* Tasks for this exercise:
• A. In the account of the break-in at the college house, what did the sister hold while she sat alone at the kitchen table?
• B. Pick up the account of the break-in at the college house right after its last sentence and keep the story going.

* Extract provided:
○ ○ ○ ○
Six or seven years later, it was the start of the fall semester of another sister’s sophomore year at the University of Illinois, Champaign-Urbana. A stiflingly hot, August day, she had spent many hours moving into a house she planned to share with three friends near the campus. That evening a thunderstorm was approaching, and at dusk her roommates all went out to watch the thunder and lightening move in across the corn fields. My sister, though, sweating profusely after a day of lugging around boxes, begged off the adventure. She put in another hour or so of unpacking, then lay down in the near 100 degree heat in her second story bedroom to rest. She fell asleep lying on top of her sheets, wearing only her underwear.
She awoke some time later to a hand across her face and a man on top of her. He had probably broken into what looked to him like an empty house, to rob stereos and anything else that looked interesting. Once in the house, he decided she looked like a nice plum to pick. He managed to pull off her underwear and was close to penetration when she fought him off.
And then he pulled out a gun. “Stop fighting or I’ll shoot,” he ordered, aiming the gun at her head.
When she continued to struggle, he pulled the trigger.
She cringed.
The gun misfired.
She took advantage of the attacker’s surprise to run screaming into another room, and he climbed back out the window he’d gotten in through.
It would be hours till her roommates got home. The phone was not installed yet, and no curtains had even been hung. Sure that the intruder would return to retrieve his pillowcases full of loot, which were lying in the hallway where he had abandoned them, my sister sat alone for hours in the dark at the kitchen table holding a butcher knife, not collapsing into tears until her friends returned home.
○ ○ ○ ○
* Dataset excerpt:
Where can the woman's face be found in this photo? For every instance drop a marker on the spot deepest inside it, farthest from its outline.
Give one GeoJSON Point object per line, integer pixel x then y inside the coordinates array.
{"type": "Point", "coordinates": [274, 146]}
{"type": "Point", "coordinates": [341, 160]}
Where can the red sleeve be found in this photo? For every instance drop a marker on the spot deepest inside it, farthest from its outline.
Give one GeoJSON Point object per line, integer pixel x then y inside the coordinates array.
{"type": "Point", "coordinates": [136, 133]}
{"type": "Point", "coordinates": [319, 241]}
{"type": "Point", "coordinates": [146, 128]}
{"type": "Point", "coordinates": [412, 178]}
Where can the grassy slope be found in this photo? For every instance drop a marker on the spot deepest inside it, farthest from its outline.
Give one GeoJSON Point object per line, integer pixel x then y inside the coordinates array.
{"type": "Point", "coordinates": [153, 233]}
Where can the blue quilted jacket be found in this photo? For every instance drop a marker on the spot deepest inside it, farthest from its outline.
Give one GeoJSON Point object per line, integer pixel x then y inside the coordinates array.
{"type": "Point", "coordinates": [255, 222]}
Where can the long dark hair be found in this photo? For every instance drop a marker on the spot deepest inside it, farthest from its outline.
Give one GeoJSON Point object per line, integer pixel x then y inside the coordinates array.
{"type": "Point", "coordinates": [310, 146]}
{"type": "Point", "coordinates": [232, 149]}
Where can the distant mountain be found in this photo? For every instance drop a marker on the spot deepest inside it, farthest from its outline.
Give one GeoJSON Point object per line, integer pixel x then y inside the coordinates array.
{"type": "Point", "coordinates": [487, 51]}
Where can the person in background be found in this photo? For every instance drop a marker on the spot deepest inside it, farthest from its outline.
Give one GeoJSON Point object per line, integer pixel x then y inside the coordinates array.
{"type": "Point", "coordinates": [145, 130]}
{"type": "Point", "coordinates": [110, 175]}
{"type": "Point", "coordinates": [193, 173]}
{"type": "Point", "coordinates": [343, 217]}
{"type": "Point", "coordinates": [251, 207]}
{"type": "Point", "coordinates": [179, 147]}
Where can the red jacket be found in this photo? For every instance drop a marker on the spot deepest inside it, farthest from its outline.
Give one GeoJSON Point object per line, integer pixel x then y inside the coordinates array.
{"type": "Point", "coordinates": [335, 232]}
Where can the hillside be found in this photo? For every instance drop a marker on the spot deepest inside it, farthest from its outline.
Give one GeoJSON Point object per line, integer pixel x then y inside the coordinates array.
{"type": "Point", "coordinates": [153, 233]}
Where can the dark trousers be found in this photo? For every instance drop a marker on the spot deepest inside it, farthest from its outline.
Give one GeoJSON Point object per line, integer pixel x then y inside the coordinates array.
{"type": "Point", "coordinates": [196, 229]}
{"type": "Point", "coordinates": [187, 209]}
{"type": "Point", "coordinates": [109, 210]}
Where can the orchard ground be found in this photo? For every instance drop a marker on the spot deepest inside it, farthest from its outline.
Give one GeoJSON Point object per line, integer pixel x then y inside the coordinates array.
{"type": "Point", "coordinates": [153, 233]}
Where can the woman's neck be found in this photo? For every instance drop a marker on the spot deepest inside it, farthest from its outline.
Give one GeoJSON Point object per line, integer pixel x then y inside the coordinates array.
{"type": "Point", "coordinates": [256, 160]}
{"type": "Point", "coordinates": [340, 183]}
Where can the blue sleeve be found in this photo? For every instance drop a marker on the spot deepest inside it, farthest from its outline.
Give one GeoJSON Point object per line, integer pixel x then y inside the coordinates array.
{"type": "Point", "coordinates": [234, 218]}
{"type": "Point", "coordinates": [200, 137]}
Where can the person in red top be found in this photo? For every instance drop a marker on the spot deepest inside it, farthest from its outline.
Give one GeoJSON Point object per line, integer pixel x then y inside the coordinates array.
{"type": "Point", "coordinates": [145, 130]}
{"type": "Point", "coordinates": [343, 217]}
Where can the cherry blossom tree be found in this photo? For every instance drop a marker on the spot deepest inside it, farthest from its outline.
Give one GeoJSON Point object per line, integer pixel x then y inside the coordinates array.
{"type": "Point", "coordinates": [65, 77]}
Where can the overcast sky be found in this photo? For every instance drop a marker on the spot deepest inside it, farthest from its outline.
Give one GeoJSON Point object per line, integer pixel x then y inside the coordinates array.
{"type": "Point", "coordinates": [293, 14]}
○ ○ ○ ○
* Exercise answers:
• A. A butcher knife.

• B.
When the police finally arrived, they determined that nothing had actually been stolen, so they were not really interested in pursuing the incident. They made a few half-hearted efforts to find her attacker, but gave up after a few weeks, so there was no arrest, no trial. “You shouldn’t have had the window open,” they said. They told her, basically, that there was no harm done, “at least he didn’t actually rape you,” and she was lucky the gun misfired.
We called her Wonder Woman and gave her silly Wonder Woman gifts, trying to emphasize how great it was that she stood up to the man; that she’d fought him off. The truth, of course, is that she’d have died on the spot if that gun hadn’t misfired. Her attacker was holding it inches from her head. The episode still haunts her; her counselor tells her she suffers from PTSD.
My sisters and I never saw our attackers put on trial. We spoke up. We tried to get justice. Police, family and friends all knew that sexual assault had happened, but no one was punished. I am excited at the new energy in the feminist sphere. #metoo and #timesup are both powerful movements. But I fear that few, if any of the many sexual harassers outed in 2017 will ever be brought to a criminal trial, much less found guilty, and even less likely punished with jail terms. Yet I know deep inside, that nothing will change significantly until the perpetrators of gender harassment are punished through the penal system.

Turner and Labrie

Consider two famous recent cases, where two perpetrators of sexual assault who were actually arrested and found guilty in a trial, got little in the way of punishment.
Late one evening in 2015, tourists in Stanford, California came across a young white man molesting a woman who lay unconscious on a sidewalk. They rushed to stop him, then held him till the police arrived. The next spring, a jury found Brock Turner—described in newspaper accounts as a freshman swimmer at Stanford University—guilty of three felony counts: assault with intent to commit rape of an intoxicated or unconscious person, penetration of an intoxicated person, and penetration of an unconscious person.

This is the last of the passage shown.